Your goal —
In the climate blog post, where is the Earth Policy Institute based?

----- Page text

Sunday, October 24, 2021

Former Secretary John Kerry got something wrong. He stated the worst of the climate crisis will hit small countries the hardest.

The climate crisis is not regional. It is going to hit every human being on Earth with the same devastating impact. The loss of this ice is universal. There is no regional effect, it is definitely global.

Let me remind those that read this blog, that France was one of the earlist countries to be hit with the power and devastation of Earth's warming.

10 October 2003
By Shaoni Bhattacharya

At least 35,000 people died (click here) as a result of the record heatwave that scorched Europe in August 2003, says an environmental think tank.

The Earth Policy Institute (EPI), based in Washington DC, warns that such deaths are likely to increase, as “even more extreme weather events lie ahead”....

That was 35,000 people in ONE CLIMATE EVENT. Those people were in "The West" and not Africa or some other impoverished nation. There is no discrimination by Earth's climate. It's going to get you if these priorities are not moved along by 2030 and in place.

Not to diminish any losses of people in any country, but, this climate event killed more Western citizens than any storm or flooding or tornado or massive wildfires as witnessed in Australia and California. The only other major event that dwarfed this was the 50,000 deaths in Russia due to wildfires. But, this wasn't fire, it was heat and people literally died of in their homes not realizing what the heat was doing to them.

----------
----- Recorded data

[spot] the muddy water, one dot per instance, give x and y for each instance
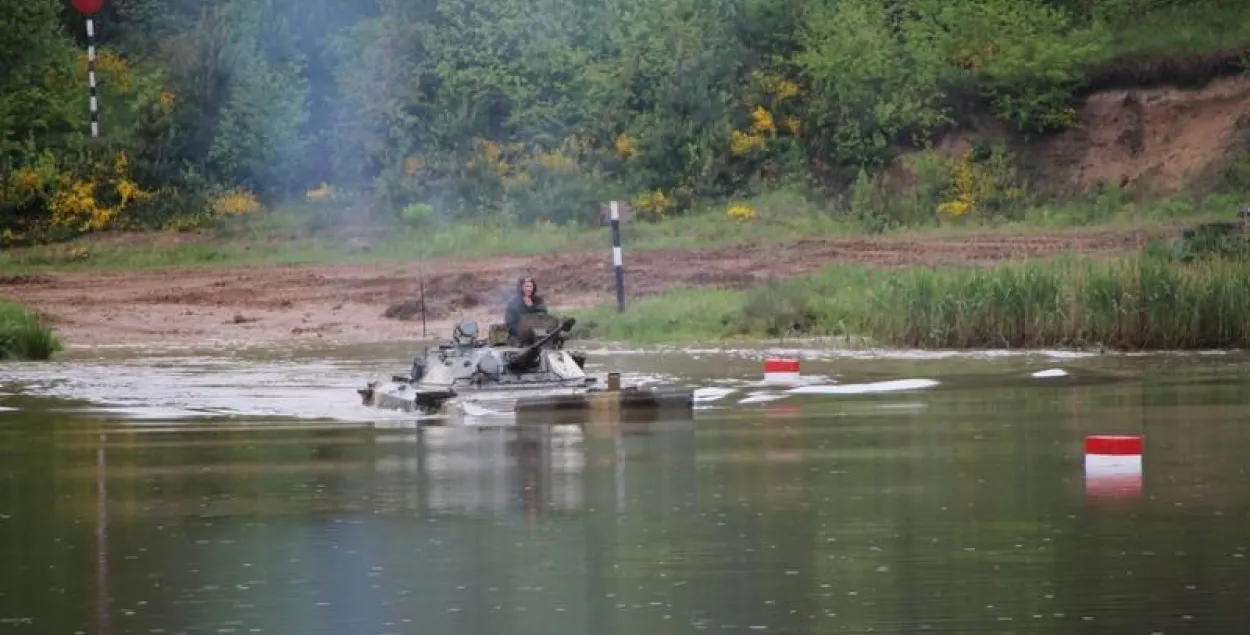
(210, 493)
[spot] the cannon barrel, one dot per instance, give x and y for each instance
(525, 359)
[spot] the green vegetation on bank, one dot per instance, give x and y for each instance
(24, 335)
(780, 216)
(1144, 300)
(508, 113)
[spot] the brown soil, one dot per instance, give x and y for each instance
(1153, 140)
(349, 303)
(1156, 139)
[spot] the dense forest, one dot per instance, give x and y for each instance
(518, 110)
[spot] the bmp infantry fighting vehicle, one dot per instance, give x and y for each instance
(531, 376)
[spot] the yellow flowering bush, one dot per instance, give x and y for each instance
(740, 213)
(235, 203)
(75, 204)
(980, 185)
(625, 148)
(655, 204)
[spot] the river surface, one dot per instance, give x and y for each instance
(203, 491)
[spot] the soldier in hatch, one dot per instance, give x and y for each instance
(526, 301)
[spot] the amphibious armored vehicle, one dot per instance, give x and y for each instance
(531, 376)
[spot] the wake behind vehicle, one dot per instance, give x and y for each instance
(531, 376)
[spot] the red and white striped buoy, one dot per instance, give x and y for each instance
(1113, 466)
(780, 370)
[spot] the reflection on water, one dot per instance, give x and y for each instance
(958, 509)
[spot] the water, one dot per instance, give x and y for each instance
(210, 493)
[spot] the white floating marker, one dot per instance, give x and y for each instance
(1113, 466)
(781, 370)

----------

Exercise result —
Washington DC